**Problem to solve**
Rescale the material between the lines holding "Objective — one dot per instance of the table" and "Objective — one dot per instance of the wall", inclusive. Repeat every line with the requests unchanged, but multiply each x and y coordinate in the answers by 1.3 and round it to a whole number, with halves going up.

**Records to process**
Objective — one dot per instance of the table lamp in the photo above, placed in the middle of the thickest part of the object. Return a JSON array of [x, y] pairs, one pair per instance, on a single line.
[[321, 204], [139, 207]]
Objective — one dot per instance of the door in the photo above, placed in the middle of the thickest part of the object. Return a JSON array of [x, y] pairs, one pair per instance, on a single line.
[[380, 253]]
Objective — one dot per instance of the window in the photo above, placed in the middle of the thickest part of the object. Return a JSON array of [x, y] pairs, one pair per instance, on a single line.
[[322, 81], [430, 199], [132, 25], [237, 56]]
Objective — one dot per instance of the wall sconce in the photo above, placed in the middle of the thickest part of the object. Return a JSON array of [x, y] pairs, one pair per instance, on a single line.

...

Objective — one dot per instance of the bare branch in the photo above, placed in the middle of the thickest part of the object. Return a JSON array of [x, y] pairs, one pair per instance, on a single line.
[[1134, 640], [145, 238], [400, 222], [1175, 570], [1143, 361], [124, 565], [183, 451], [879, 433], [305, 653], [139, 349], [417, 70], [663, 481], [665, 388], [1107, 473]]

**Exercise output**
Objective — one dot per instance of the table lamp in the photo above, placed in the middle of the thickest part of the object. Return a JSON array of [x, y] pairs, one pair per instance, on a single line.
[[417, 265], [181, 269]]
Objective — one dot per instance of the door in the photo above, placed in the middle of the thickest part of the object. Return a JSON array of [x, y] pairs, one pair per instance, on a single line.
[[494, 329]]
Objective — one dot per instance of the window in the photo above, placed in the middle of the thickest part of the object. Return a JSON array of [x, y] pairs, one pair per instance, on a single line.
[[419, 105], [559, 259], [172, 33], [308, 73]]
Objective — one dot per instance of the wall sconce in the photo above, placed in the middle of the thickest part of the object. Return a JSON array of [x, y] pairs, one pair per instance, on a single line.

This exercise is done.